◆ **Task prompt**: According to the passage on the Urban Health Centres 2.0 project, how many European cities will serve as pilot sites for the UHC2.0?

◆ **Passage shown**:
┄┄┄┄┄┄
Care is currently characterised by a professional approach, where health and social care are isolated from each other. To increase quality of life and independent living and to control costs, self-supporting methods and infrastructures are needed. An integrated care concept must be organized in the local context where informal and formal infrastructures can be connected, and where community-, social-, and health-focused organizations are collaborating.

The Urban Health Centres 2.0 (UHC2.0) project promote innovative integrated health and social care pathways, early detection of frailty, management of polypharmacy and prevention of falls for active and healthy ageing in European cities.

The general objective is to develop, implement, and evaluate the UHC2.0 in five varied European cities that will act as pilot sites, in order to produce and disseminate a transferable and easily implementable model for the innovative UHC2.0. The UHC2.0 should be a platform for the realisation of the priorities of the European Innovation Partnership on Active and Healthy Ageing. To pursue the goals of UHC2.0, we will deploy nurse practitioners (or other high level professionals in collaboration with primary care physicians), and we will apply ICT tools that are available at the local level to promote integrated care and health.
┄┄┄┄┄┄
[Phrase grounding data]

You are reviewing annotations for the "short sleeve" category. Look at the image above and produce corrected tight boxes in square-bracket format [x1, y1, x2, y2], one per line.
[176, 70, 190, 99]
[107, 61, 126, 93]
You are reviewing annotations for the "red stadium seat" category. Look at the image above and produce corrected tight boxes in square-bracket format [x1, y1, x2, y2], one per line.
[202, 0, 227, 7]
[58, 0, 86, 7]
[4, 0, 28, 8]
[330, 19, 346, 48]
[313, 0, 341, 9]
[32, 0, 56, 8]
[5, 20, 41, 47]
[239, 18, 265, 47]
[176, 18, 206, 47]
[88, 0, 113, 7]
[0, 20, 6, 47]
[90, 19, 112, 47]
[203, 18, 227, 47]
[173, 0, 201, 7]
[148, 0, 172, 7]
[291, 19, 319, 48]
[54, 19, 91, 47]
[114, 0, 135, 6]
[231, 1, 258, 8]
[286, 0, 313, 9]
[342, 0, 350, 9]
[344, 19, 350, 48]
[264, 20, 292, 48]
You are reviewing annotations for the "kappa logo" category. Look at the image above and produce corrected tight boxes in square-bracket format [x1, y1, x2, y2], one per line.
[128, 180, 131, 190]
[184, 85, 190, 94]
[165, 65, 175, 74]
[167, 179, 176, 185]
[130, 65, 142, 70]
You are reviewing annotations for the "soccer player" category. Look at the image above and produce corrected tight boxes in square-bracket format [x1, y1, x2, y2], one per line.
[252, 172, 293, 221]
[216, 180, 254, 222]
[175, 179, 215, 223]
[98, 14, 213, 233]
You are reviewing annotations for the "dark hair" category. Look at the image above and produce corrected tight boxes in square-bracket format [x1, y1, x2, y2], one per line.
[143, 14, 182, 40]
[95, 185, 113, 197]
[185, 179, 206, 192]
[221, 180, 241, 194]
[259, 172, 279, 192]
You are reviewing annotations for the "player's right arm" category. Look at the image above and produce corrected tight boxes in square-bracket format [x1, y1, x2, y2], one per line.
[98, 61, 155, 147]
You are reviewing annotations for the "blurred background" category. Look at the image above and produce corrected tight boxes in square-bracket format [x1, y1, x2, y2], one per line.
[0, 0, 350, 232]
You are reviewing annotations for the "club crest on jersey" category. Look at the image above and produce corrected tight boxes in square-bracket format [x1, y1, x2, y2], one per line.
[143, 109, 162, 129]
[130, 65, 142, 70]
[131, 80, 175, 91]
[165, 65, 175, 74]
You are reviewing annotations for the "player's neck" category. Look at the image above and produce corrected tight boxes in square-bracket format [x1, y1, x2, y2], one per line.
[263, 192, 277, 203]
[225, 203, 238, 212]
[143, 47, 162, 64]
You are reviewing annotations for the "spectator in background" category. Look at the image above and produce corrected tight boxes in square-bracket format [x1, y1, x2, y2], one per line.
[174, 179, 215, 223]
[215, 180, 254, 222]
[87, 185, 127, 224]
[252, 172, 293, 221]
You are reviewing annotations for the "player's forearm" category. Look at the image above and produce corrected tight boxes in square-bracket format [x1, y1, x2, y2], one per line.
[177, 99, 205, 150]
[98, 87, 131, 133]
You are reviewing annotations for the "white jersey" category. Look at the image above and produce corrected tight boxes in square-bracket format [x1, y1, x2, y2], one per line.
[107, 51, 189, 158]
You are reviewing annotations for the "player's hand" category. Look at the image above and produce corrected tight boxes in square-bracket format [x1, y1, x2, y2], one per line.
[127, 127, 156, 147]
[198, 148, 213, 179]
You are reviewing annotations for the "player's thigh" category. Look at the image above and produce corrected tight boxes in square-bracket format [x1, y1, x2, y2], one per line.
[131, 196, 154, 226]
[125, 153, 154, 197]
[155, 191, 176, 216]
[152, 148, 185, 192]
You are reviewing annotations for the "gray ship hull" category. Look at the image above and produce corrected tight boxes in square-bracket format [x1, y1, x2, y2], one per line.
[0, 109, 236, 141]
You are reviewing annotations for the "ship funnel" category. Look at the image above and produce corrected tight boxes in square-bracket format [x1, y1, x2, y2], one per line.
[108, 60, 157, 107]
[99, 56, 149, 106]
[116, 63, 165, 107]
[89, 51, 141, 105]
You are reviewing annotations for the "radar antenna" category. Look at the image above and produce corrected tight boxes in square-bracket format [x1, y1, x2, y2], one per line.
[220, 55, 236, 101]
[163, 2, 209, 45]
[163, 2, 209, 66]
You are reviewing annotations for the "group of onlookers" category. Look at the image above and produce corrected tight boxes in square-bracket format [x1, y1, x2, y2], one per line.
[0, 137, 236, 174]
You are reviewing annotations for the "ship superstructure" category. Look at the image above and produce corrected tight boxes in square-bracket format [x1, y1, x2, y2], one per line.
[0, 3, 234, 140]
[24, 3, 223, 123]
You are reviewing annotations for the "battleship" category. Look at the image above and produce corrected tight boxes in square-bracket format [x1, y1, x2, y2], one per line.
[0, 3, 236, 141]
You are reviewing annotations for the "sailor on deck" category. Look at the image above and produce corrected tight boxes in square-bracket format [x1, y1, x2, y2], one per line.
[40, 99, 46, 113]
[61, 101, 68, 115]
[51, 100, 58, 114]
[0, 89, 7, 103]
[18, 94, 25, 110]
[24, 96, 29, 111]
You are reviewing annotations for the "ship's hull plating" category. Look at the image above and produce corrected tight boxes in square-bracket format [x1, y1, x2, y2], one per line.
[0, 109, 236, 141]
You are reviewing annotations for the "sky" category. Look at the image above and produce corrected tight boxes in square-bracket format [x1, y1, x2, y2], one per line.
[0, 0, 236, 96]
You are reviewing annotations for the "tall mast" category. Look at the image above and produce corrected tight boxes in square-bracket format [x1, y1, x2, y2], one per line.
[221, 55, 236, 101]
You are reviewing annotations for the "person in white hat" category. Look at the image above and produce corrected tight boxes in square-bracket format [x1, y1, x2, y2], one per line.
┄┄┄┄┄┄
◆ **Task answer**: Five varied European cities.